Task statement => Reproduce the complete set of records exactly. No picture is to appear in the copy.

Dataset entries
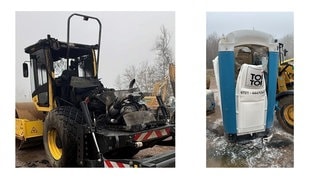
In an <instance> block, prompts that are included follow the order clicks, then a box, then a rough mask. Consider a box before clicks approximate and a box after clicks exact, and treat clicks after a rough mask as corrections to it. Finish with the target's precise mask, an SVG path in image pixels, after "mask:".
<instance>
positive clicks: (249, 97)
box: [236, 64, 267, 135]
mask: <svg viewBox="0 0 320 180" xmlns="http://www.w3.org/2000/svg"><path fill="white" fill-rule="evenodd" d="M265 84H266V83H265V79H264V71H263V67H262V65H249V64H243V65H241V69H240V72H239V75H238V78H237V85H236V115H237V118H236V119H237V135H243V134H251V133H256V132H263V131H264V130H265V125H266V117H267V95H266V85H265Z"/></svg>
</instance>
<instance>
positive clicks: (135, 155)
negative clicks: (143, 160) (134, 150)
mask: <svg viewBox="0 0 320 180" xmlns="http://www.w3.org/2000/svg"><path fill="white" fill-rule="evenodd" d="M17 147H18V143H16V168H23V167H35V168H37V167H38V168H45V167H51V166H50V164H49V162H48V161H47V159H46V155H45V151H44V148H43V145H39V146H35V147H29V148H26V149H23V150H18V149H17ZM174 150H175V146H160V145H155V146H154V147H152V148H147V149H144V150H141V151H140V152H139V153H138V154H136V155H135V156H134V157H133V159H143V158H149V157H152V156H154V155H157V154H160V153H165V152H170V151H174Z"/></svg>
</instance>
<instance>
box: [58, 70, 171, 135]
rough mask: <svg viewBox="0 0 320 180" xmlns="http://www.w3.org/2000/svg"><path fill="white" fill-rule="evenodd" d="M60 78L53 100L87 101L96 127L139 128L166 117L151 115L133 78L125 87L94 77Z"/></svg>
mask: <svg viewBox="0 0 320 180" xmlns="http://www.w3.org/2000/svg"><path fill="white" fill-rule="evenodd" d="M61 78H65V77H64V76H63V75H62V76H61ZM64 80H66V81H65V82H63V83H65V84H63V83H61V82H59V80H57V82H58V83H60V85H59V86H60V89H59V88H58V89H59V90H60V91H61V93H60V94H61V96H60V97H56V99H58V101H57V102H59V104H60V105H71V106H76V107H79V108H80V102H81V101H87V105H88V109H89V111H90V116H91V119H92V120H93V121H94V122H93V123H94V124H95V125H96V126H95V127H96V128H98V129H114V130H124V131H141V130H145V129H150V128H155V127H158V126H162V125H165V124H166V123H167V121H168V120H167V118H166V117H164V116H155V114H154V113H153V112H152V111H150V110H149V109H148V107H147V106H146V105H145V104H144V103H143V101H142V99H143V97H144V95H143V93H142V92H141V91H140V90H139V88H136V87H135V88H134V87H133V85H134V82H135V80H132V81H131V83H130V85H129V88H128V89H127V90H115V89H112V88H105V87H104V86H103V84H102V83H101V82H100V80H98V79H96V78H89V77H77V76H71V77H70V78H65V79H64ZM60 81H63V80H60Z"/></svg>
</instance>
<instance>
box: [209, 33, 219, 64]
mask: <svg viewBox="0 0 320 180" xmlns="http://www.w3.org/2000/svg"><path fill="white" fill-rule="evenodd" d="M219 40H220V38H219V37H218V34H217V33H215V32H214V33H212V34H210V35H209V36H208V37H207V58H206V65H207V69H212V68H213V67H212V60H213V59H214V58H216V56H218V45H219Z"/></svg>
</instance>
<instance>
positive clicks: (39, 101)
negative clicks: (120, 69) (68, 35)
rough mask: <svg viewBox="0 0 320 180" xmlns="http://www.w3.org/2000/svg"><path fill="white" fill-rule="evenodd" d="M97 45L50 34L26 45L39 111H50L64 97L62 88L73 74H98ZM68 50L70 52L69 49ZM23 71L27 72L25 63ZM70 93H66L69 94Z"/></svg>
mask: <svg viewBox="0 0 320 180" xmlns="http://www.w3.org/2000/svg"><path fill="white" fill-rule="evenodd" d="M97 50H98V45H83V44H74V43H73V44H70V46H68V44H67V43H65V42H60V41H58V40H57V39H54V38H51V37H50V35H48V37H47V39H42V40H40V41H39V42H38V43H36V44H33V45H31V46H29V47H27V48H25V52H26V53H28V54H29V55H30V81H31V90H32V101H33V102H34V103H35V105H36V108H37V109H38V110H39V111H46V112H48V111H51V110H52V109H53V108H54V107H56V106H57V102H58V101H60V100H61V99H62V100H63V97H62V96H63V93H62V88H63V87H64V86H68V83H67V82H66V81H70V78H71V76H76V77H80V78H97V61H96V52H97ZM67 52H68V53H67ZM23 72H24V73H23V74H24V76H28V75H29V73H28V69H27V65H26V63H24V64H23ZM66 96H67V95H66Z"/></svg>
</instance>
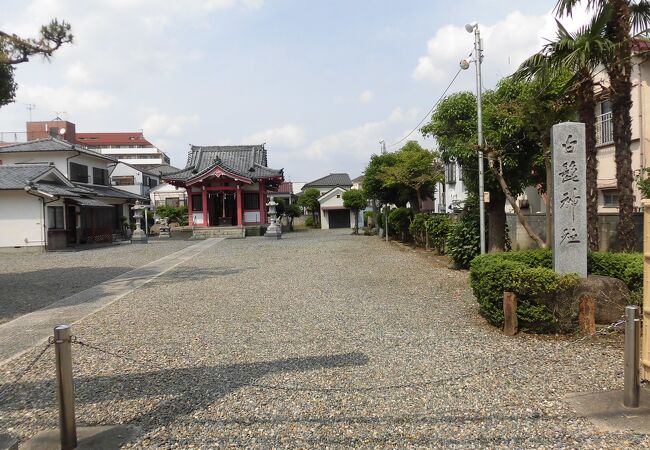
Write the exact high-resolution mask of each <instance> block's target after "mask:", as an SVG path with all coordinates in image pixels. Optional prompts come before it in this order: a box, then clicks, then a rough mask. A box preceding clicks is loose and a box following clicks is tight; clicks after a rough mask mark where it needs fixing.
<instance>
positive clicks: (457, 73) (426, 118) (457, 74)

Answer area =>
In an <instance> block, prompts that are included follow the order clicks, then a box, then a rough mask. Consider a box before clicks approximate and a box after clicks exact, and treat clicks after a rough mask as corrections to it. Finish with the target's precise mask, an SVG path in image pixels, after "mask:".
<instance>
positive clicks: (249, 97)
box: [236, 64, 267, 135]
mask: <svg viewBox="0 0 320 180" xmlns="http://www.w3.org/2000/svg"><path fill="white" fill-rule="evenodd" d="M265 84H266V83H265V79H264V71H263V67H262V65H249V64H243V65H241V69H240V72H239V75H238V78H237V85H236V115H237V118H236V119H237V135H243V134H251V133H256V132H263V131H264V130H265V125H266V117H267V95H266V85H265Z"/></svg>
</instance>
<instance>
positive clicks: (135, 155)
negative clicks: (143, 160) (134, 150)
mask: <svg viewBox="0 0 320 180" xmlns="http://www.w3.org/2000/svg"><path fill="white" fill-rule="evenodd" d="M17 147H18V143H16V168H23V167H35V168H37V167H38V168H45V167H51V166H50V164H49V162H48V161H47V159H46V155H45V151H44V148H43V145H39V146H35V147H29V148H26V149H23V150H18V149H17ZM174 150H175V146H160V145H155V146H154V147H152V148H147V149H144V150H141V151H140V152H139V153H138V154H136V155H135V156H134V157H133V159H143V158H149V157H152V156H154V155H157V154H160V153H165V152H170V151H174Z"/></svg>
</instance>
<instance>
box: [58, 70, 171, 135]
rough mask: <svg viewBox="0 0 320 180" xmlns="http://www.w3.org/2000/svg"><path fill="white" fill-rule="evenodd" d="M60 78L53 100L87 101L96 127L139 128L166 117L151 115L133 78L125 87L94 77Z"/></svg>
mask: <svg viewBox="0 0 320 180" xmlns="http://www.w3.org/2000/svg"><path fill="white" fill-rule="evenodd" d="M61 78H65V77H64V76H63V75H62V76H61ZM64 80H66V81H65V82H63V83H65V84H63V83H61V82H59V80H57V82H58V83H60V85H59V86H60V89H59V88H58V89H59V90H60V91H61V93H60V94H61V96H60V97H56V99H58V101H57V102H59V104H60V105H71V106H76V107H79V108H80V102H81V101H87V105H88V109H89V111H90V116H91V119H92V120H93V121H94V122H93V123H94V124H95V125H96V126H95V127H96V128H98V129H114V130H124V131H141V130H145V129H150V128H155V127H158V126H162V125H165V124H166V123H167V121H168V120H167V118H166V117H164V116H155V114H154V113H153V112H152V111H150V110H149V109H148V107H147V106H146V105H145V104H144V103H143V101H142V99H143V97H144V95H143V93H142V92H141V91H140V90H139V88H136V87H135V88H134V87H133V85H134V82H135V80H132V81H131V83H130V85H129V88H128V89H127V90H115V89H112V88H105V87H104V86H103V84H102V83H101V82H100V80H98V79H96V78H89V77H77V76H71V77H70V78H65V79H64ZM60 81H63V80H60Z"/></svg>
</instance>
<instance>
box: [209, 33, 219, 64]
mask: <svg viewBox="0 0 320 180" xmlns="http://www.w3.org/2000/svg"><path fill="white" fill-rule="evenodd" d="M219 40H220V38H219V37H218V34H217V33H215V32H214V33H212V34H210V35H209V36H208V37H207V58H206V65H207V69H212V68H213V67H212V60H213V59H214V58H216V56H218V45H219Z"/></svg>
</instance>
<instance>
positive clicks: (39, 101)
negative clicks: (120, 69) (68, 35)
rough mask: <svg viewBox="0 0 320 180" xmlns="http://www.w3.org/2000/svg"><path fill="white" fill-rule="evenodd" d="M97 45L50 34L26 45L39 111H50L64 97L62 88L73 74H98ZM68 50L70 52L69 49ZM23 71L27 72L25 63ZM70 93H66L69 94Z"/></svg>
mask: <svg viewBox="0 0 320 180" xmlns="http://www.w3.org/2000/svg"><path fill="white" fill-rule="evenodd" d="M97 50H98V45H83V44H74V43H73V44H70V46H68V44H67V43H65V42H60V41H58V40H57V39H54V38H51V37H50V35H48V37H47V39H42V40H40V41H39V42H38V43H36V44H33V45H31V46H29V47H27V48H25V52H26V53H28V54H29V55H30V81H31V90H32V101H33V102H34V103H35V105H36V108H37V109H38V110H39V111H46V112H48V111H51V110H52V109H53V108H54V107H56V106H57V102H58V101H60V100H61V99H62V100H63V97H62V96H63V93H62V88H63V87H64V86H68V83H67V82H66V81H70V78H71V76H76V77H80V78H97V61H96V52H97ZM67 52H68V53H67ZM23 72H24V73H23V74H24V76H28V75H29V73H28V69H27V65H26V63H24V64H23ZM66 96H67V95H66Z"/></svg>
</instance>
Write the exact high-resolution mask of each <instance> block's target after "mask:", as an SVG path with all coordinates in image pixels. Optional prompts come before it in this order: a box, then clicks, then a rough mask. A box preceding clicks is loose and a box following clicks is tight; clicks after a rough mask mark where it needs fixing.
<instance>
positive clicks: (457, 73) (426, 118) (457, 74)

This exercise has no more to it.